***** MATERIAL FOR THE TASK

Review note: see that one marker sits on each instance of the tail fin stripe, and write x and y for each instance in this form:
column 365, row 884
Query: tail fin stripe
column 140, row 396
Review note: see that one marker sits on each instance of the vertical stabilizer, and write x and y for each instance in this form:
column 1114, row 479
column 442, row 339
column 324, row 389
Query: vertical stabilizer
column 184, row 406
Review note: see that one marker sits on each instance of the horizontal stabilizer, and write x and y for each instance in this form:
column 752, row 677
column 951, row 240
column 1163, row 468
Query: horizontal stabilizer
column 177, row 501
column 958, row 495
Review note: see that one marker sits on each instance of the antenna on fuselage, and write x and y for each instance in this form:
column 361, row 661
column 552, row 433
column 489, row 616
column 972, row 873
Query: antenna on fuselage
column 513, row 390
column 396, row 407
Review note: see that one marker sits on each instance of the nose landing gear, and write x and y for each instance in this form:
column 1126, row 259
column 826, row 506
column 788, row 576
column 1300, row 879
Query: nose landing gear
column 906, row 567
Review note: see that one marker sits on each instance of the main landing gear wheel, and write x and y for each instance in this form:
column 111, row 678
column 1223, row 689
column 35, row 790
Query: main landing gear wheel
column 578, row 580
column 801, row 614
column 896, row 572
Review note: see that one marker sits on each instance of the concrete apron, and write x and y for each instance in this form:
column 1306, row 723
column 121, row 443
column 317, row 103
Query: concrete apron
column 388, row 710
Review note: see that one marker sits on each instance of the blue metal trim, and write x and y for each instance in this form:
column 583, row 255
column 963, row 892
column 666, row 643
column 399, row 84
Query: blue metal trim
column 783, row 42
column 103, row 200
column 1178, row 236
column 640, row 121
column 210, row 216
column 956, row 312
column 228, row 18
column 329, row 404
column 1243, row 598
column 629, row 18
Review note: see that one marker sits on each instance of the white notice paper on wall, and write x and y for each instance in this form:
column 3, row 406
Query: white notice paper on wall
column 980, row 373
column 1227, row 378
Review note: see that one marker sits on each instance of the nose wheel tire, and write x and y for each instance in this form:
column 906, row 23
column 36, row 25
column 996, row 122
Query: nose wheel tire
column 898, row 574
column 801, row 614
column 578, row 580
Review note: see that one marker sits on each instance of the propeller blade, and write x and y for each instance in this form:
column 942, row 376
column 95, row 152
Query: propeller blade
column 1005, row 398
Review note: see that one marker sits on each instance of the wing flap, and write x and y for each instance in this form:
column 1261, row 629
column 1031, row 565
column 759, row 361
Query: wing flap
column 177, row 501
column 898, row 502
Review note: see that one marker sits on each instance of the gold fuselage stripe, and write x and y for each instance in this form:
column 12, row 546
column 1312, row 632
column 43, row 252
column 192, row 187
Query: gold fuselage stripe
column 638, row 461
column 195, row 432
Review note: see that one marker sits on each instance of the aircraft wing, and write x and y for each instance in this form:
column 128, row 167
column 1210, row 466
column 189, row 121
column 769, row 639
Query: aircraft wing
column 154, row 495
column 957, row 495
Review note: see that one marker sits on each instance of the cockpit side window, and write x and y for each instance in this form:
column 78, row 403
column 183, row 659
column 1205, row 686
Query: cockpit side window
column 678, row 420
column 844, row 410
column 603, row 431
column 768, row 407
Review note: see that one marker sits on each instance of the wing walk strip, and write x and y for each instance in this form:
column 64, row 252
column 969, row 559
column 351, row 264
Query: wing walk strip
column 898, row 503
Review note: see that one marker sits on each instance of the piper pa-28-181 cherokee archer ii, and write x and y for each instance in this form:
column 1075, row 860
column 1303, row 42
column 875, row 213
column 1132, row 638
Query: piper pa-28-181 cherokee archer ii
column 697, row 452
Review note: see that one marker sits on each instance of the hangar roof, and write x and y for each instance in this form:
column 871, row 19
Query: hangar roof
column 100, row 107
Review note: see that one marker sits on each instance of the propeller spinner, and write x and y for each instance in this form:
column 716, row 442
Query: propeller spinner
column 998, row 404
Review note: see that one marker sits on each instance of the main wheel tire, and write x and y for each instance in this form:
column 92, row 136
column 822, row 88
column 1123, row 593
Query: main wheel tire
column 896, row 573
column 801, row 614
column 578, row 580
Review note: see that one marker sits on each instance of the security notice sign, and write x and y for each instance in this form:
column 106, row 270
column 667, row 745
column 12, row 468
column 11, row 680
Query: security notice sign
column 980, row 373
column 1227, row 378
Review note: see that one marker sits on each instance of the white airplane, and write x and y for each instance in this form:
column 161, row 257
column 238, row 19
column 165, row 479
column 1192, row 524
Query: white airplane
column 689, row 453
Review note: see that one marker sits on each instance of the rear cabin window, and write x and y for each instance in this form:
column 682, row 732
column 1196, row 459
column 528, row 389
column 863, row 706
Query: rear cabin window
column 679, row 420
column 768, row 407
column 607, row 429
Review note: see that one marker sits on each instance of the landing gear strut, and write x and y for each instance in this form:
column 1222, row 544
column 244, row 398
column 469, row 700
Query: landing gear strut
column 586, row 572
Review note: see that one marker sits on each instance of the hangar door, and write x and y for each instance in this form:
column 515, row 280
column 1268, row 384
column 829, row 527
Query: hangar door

**********

WHAT THE TASK REQUIRES
Please reproduce all of the data above word for word, keeping every line in its original order.

ANSWER BELOW
Review note: see that one marker sits on each instance of the tail fin stripe, and write x and y for each instance in this form:
column 365, row 884
Query: tail fin stripe
column 140, row 396
Review note: see that one marker sits on each instance of the vertical stabilizer, and write x and y for each instance in this form:
column 1114, row 479
column 442, row 339
column 324, row 389
Query: vertical stabilizer
column 184, row 406
Review note: see that one marker sits on each instance of the horizontal stabilizer, and write x and y for each instance in this form:
column 752, row 677
column 951, row 240
column 1163, row 468
Query: horizontal stabilizer
column 177, row 501
column 958, row 495
Review note: see that one marker sits on each instance of the antenna on fuselage, and write x and y for each instance in this form:
column 361, row 661
column 552, row 433
column 489, row 616
column 972, row 873
Query: antenna on fuselage
column 513, row 390
column 396, row 407
Review note: see that one marker sits on each instance of the nose landing gear, and write x and y for each instance in this form:
column 1126, row 259
column 826, row 506
column 788, row 576
column 1300, row 879
Query: nose landing gear
column 906, row 567
Review note: see that one marker sits on each instance of the main landing gear wheel, and write x and y for each instance in this form:
column 111, row 678
column 1223, row 689
column 35, row 790
Query: main landing gear wheel
column 578, row 580
column 801, row 614
column 896, row 572
Review note: see that one marker sits on each instance of the concrete apron, and write x and y for each instance in this form:
column 1306, row 723
column 121, row 443
column 317, row 103
Query: concrete apron
column 388, row 710
Review note: see that one marker sits on each instance of the blue metal trim, and write x and y for each instance in this form:
column 583, row 255
column 963, row 892
column 666, row 643
column 399, row 84
Query: blue metal trim
column 783, row 42
column 103, row 200
column 1178, row 236
column 640, row 121
column 210, row 216
column 956, row 312
column 228, row 18
column 329, row 404
column 1243, row 598
column 629, row 18
Review note: see that one marker sits on each instance of the white notice paper on wall, and write x and y for each instance in this form:
column 3, row 406
Query: white notice paper on wall
column 980, row 373
column 1227, row 378
Review note: see that one marker sits on each instance of the nose wheel tire, and write x and y for each instance in this form:
column 906, row 23
column 36, row 25
column 996, row 122
Query: nose wheel tire
column 898, row 574
column 801, row 614
column 578, row 580
Review note: see that one marker sits on each instance of the propeller blade, and write x and y for each instance in this form:
column 942, row 376
column 95, row 152
Query: propeller blade
column 1005, row 398
Review note: see that one marker sits on each instance of the wing flap, and write x and y for each instance in this form:
column 1261, row 629
column 1031, row 565
column 759, row 361
Query: wing flap
column 177, row 501
column 898, row 502
Review note: see that one marker sits on each instance of the gold fuselage stripe, and write x and y for each instance in this form:
column 12, row 546
column 1312, row 632
column 43, row 252
column 192, row 187
Query: gold fuselage stripe
column 638, row 461
column 195, row 432
Review note: see that one marker sits on each instance of the aircraft wing, and write x and y for each instance in this form:
column 128, row 167
column 1210, row 466
column 189, row 121
column 769, row 639
Query: aircraft wing
column 154, row 495
column 957, row 495
Review note: see that one marker sits on each instance of the cockpit side window, and write x and y for each instance in this form:
column 78, row 403
column 183, row 659
column 1205, row 686
Query: cockpit side window
column 678, row 420
column 844, row 410
column 603, row 431
column 768, row 407
Review note: see that one marker sits on each instance of the wing walk strip, and write x and y for each instance in this form:
column 64, row 252
column 969, row 559
column 351, row 264
Query: wing walk strip
column 898, row 503
Review note: see that one marker sits on each instance of the piper pa-28-181 cherokee archer ii, and write x and y for each instance in this form:
column 1075, row 860
column 1303, row 42
column 875, row 213
column 1132, row 638
Query: piper pa-28-181 cherokee archer ii
column 697, row 452
Review note: see that one marker sits on each instance of the hangar roof, and write x and y for each instance in this form:
column 871, row 19
Query: hangar roof
column 100, row 107
Review note: see that one marker sits on each instance of the propeller spinner, and write x and y for each instance in this form:
column 716, row 442
Query: propeller spinner
column 998, row 404
Review note: see that one marker sits on each instance of the main wheel tire, and write x and y for each instance in this form:
column 92, row 136
column 822, row 88
column 1123, row 593
Query: main wheel tire
column 896, row 573
column 801, row 614
column 578, row 580
Review note: see that one marker sits on each instance of the security notice sign, and write x and y for each instance in this form:
column 106, row 270
column 667, row 745
column 12, row 468
column 11, row 680
Query: security notice sign
column 980, row 373
column 1227, row 378
Review note: see that one marker sits on each instance of the white airplane, and write x and y for each instance in this form:
column 161, row 257
column 238, row 19
column 165, row 479
column 1192, row 524
Query: white airplane
column 689, row 453
Review note: see that one marker sits on each instance of the rear cabin window, and write x and y for each instance in this form:
column 682, row 732
column 1196, row 459
column 528, row 389
column 863, row 706
Query: rear cabin window
column 679, row 420
column 768, row 407
column 607, row 429
Review note: see that one marker sits on each instance of the landing gear strut, and write x and y for each instance in this form:
column 1222, row 544
column 244, row 398
column 469, row 700
Query: landing gear strut
column 586, row 572
Review note: see that one marker sits on each instance of the hangar door, and write x and y for each instance in this form:
column 515, row 280
column 1268, row 384
column 829, row 527
Query: hangar door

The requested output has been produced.